# The records

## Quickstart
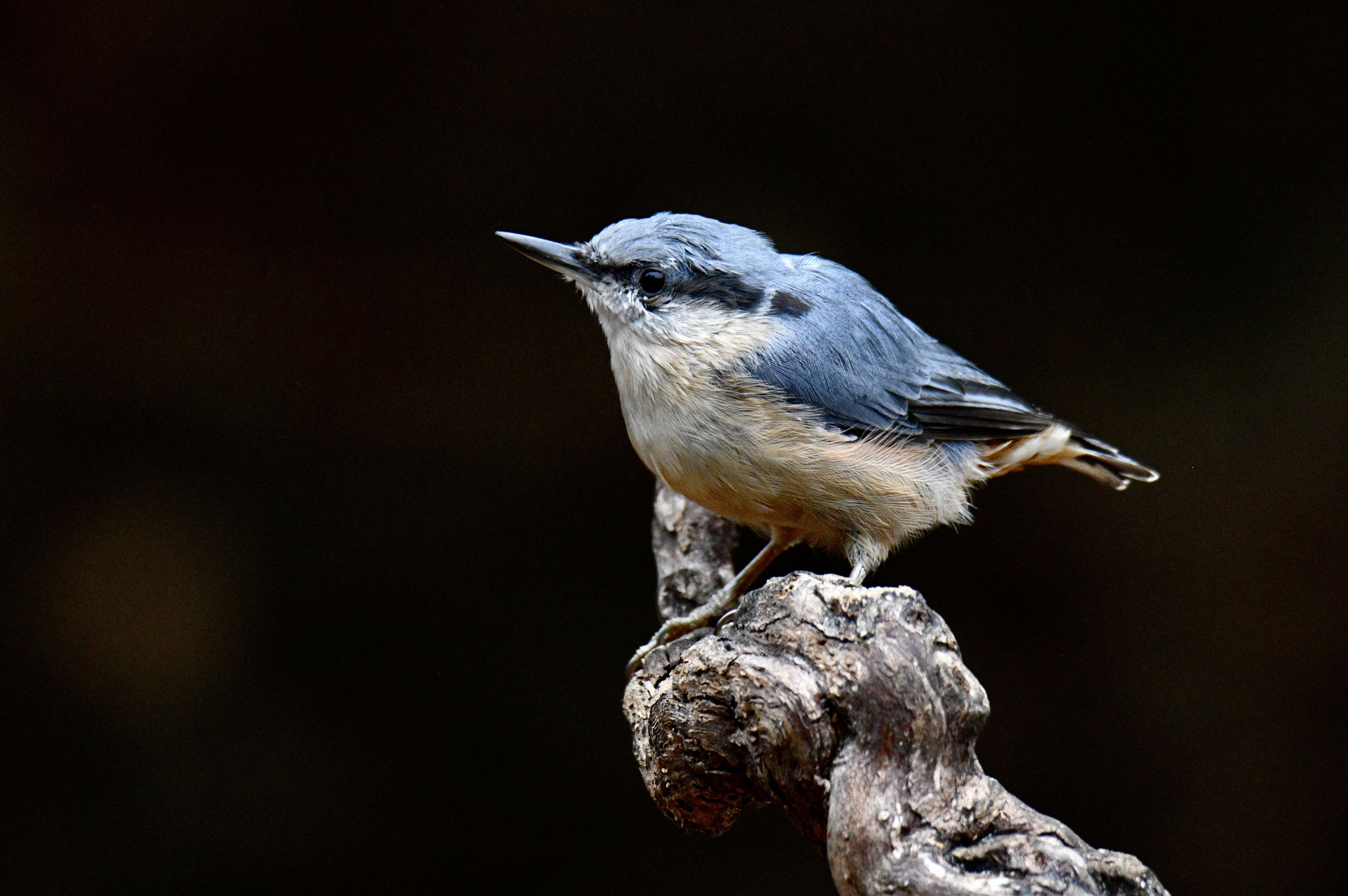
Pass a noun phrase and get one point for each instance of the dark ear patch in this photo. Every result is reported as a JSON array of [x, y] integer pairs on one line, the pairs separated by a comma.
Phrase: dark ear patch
[[727, 289], [788, 304]]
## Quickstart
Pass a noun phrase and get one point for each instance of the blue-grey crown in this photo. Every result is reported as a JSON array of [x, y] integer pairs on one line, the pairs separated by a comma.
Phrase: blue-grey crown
[[685, 240]]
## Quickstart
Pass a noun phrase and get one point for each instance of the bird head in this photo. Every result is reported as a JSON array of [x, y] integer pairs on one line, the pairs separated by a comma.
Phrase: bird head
[[672, 280]]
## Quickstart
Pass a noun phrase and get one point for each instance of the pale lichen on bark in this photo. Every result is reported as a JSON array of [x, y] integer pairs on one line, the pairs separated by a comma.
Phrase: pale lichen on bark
[[851, 709]]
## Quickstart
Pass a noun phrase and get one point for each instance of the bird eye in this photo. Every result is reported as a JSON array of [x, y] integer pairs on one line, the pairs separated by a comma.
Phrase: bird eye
[[652, 281]]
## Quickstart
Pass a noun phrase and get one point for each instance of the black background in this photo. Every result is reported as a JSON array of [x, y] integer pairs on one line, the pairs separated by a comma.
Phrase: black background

# Task to carry out
Set down each line from the line containing "of the black" through the final line of the data, exactly and with nothing added.

# Reply
Pass a noun phrase and get one point for each instance of the black background in this photo. Every result is reported as a JSON array of [x, y] integer pairs on one line, the pairs separated by a comma.
Phrase: black background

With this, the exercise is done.